## START Excerpt
Why Are Kids Getting Fat?

Maybe the Nanny State is playing a role.

Is there real danger on the modern playground?

Safety advocates say yes and want to eliminate it.

Their first target: swing sets.

They’ve convinced Portland Public Schools to remove all swings from elementary schools playgrounds.

Okay, so no more swing sets. How about slides, merry-go-rounds, teeter-totters?

Portland Public Schools have also rejected merry go rounds, tube slides, track rides, arch climbers, and teeter totters.

But at least the kids will be safe, fat, but safe.

Our lawsuit happy culture has schools and parks installing low-to-the-ground play structures that some have derided as “dumbed down.”

Now, it seems, anything with moving parts is a lawsuit liability, and in some places, that even means moving legs.

In Broward County, Florida, there’s a new rule on the playground: no running.

But lets worry about sodas instead of this kind of paternalism on the part of our government. Christ, I treat my dog better than this.

You can forget about dodge ball, tether ball, and how much further behind this are sports like soccer and baseball?

the article also has the following graphic,

That sounds bad right? 200,000 injuries and 17 deaths…my God something must be done. Lock the kids in a small room and give them only plush toys.
## END Excerpt
## START Records provided
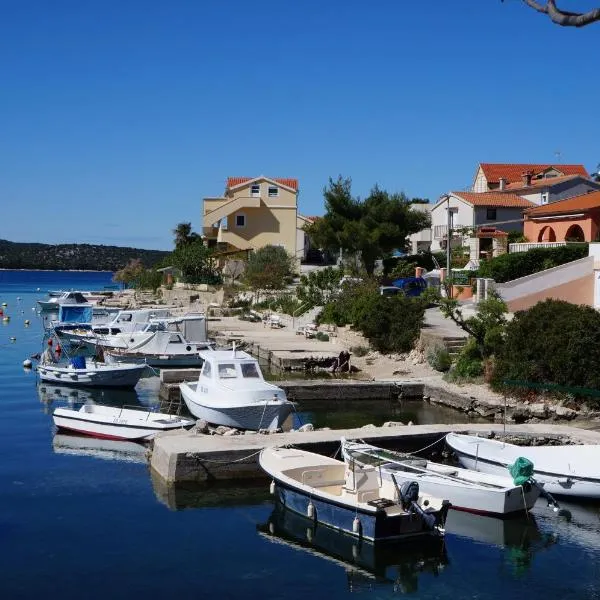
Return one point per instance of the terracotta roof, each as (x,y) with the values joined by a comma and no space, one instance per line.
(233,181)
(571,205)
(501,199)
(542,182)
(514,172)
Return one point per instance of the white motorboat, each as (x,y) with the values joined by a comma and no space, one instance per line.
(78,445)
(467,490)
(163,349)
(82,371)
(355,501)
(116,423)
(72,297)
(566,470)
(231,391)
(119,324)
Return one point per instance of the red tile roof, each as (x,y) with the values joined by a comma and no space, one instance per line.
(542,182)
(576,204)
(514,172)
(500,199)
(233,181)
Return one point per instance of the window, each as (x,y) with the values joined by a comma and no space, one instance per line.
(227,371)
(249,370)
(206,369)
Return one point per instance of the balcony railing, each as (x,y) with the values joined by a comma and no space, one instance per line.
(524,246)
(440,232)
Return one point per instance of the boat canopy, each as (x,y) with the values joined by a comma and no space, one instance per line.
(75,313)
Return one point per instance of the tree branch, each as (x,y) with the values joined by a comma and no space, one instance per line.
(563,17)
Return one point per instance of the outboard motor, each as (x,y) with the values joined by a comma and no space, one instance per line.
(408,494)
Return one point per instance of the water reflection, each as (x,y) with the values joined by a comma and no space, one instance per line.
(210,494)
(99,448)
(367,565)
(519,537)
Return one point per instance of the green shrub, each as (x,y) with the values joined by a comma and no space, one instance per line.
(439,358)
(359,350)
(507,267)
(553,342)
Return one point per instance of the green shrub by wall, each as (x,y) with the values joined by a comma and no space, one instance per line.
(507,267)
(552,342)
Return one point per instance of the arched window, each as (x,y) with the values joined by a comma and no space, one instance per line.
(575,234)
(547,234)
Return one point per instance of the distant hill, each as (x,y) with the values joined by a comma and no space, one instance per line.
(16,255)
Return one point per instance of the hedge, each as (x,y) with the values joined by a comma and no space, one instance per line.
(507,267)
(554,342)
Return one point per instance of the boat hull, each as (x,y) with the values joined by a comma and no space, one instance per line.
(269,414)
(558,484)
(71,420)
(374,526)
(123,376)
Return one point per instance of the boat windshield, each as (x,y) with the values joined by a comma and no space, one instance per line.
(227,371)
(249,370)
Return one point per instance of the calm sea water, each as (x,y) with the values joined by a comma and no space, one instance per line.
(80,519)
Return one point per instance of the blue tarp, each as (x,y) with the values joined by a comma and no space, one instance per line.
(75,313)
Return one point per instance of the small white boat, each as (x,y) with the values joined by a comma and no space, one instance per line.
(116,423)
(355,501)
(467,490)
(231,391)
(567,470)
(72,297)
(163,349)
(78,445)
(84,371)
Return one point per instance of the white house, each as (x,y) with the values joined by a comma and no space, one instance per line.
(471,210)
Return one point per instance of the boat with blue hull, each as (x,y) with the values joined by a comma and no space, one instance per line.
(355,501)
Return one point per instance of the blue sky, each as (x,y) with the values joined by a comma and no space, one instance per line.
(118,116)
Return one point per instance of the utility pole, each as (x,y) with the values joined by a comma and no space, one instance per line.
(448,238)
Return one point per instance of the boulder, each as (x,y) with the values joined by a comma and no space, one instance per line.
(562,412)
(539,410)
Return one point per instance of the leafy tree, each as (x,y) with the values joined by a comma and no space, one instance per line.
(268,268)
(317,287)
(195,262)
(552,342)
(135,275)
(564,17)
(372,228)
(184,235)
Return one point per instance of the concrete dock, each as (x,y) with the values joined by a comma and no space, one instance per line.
## END Records provided
## START Records provided
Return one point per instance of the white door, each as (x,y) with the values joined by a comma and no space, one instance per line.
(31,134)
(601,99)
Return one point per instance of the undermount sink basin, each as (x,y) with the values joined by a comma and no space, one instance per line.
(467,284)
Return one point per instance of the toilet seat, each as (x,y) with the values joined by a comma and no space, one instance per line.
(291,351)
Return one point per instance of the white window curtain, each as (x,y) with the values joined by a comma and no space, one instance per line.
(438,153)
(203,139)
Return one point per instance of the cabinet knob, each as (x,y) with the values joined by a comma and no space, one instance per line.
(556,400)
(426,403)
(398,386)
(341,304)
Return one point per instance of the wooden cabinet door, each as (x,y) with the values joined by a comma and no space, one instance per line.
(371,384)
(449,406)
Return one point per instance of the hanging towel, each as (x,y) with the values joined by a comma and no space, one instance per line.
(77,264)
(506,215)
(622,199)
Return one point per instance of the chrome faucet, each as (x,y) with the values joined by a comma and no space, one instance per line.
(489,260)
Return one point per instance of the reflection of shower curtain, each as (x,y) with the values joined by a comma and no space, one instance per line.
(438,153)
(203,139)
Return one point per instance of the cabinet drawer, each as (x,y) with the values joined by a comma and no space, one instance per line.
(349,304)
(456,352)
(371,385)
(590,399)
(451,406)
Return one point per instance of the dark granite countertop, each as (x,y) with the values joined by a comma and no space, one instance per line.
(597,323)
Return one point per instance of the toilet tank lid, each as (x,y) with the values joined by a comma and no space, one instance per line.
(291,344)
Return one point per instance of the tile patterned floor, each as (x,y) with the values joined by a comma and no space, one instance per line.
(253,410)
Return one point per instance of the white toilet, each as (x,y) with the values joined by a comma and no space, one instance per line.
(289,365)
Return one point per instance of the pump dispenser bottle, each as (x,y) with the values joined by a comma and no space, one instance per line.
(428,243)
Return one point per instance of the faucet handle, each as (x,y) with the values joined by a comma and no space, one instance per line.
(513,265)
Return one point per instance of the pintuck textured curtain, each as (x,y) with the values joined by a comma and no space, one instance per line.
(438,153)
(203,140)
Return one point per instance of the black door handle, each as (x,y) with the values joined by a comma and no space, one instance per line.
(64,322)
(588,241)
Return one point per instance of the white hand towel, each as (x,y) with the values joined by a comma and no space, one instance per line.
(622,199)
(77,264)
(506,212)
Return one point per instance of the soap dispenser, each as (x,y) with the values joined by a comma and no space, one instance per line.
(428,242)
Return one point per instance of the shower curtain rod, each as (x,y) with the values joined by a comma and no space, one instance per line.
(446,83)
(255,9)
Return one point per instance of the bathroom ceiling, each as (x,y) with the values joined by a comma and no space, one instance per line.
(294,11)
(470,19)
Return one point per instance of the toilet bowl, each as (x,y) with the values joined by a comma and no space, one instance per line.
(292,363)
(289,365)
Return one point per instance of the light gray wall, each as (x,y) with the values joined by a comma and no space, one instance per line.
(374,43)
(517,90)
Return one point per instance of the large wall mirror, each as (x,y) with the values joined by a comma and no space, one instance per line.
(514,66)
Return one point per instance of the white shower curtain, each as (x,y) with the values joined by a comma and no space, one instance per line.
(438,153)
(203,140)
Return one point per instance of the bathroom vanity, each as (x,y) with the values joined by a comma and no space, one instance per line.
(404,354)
## END Records provided
## START Records provided
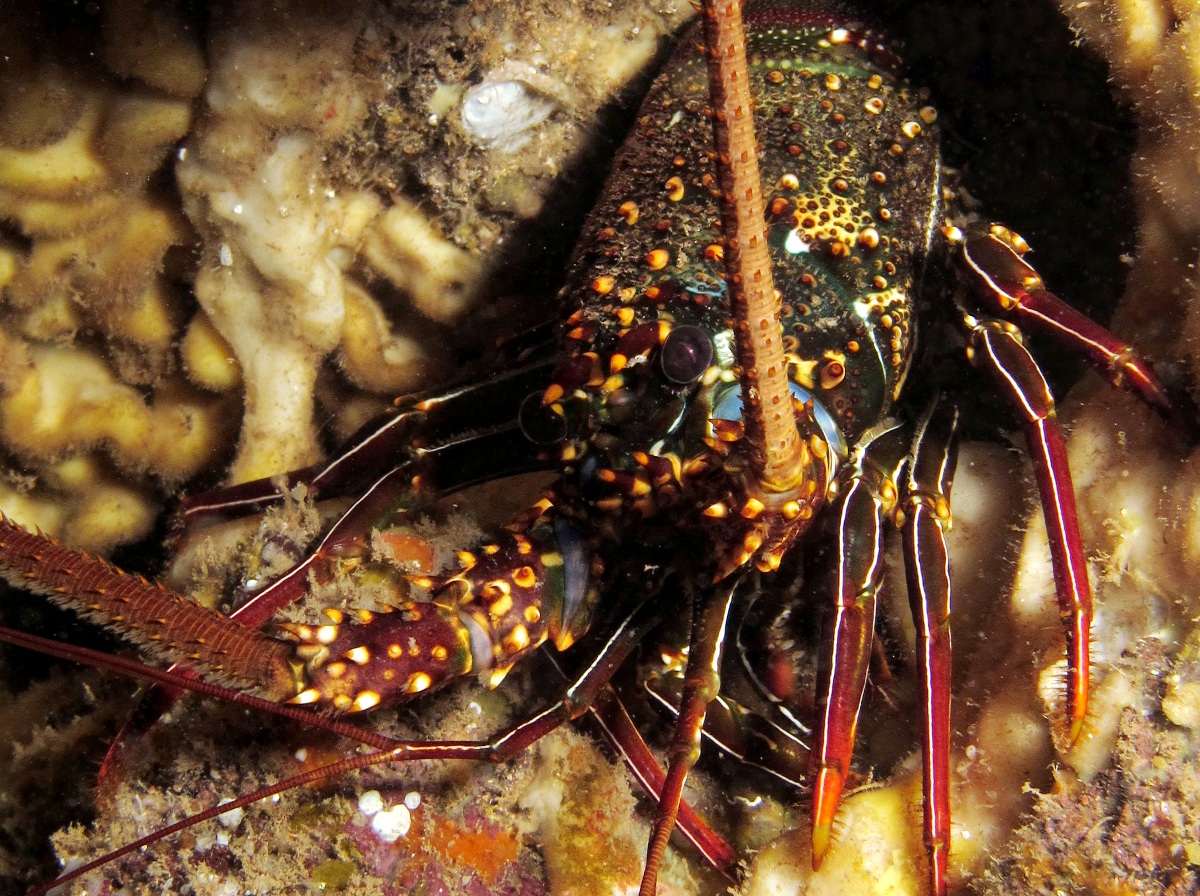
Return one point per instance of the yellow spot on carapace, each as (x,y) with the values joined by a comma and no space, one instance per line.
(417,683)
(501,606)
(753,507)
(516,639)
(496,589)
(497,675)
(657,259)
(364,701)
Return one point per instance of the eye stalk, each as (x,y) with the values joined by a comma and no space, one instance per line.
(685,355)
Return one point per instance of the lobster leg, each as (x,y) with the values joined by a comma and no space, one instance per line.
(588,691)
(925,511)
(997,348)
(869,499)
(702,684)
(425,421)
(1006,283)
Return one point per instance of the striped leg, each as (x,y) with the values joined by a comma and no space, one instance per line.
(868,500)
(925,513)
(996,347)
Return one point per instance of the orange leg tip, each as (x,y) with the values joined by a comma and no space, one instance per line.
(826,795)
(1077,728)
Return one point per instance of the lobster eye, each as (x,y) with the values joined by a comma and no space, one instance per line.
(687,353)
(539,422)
## END Records provided
▶ _Required work_:
#1 Based on the playground post, decide whether each statement agrees with it: (a) Portland Public Schools removed all swings from elementary school playgrounds; (b) Portland Public Schools approved tube slides; (c) schools and parks are installing low-to-the-ground play structures. Answer yes or no for each, quoting the words of the post that decide it.
#2 Summarize the playground post in two sentences.
#3 According to the playground post, what equipment did Portland Public Schools reject besides swings? List every item.

▶ _Task results_:
#1
(a) Yes: "They’ve convinced Portland Public Schools to remove all swings from elementary schools playgrounds."
(b) No: "Portland Public Schools have also rejected merry go rounds, tube slides, track rides, arch climbers, and teeter totters."
(c) Yes: "Our lawsuit happy culture has schools and parks installing low-to-the-ground play structures"

#2 The playground post says safety advocates and a lawsuit-happy culture are removing risk from playgrounds. Portland Public Schools took out all swings and rejected several other pieces of equipment, Broward County, Florida, now bans running, and the author mocks this paternalism as keeping kids "safe, fat, but safe."

#3
- merry go rounds
- tube slides
- track rides
- arch climbers
- teeter totters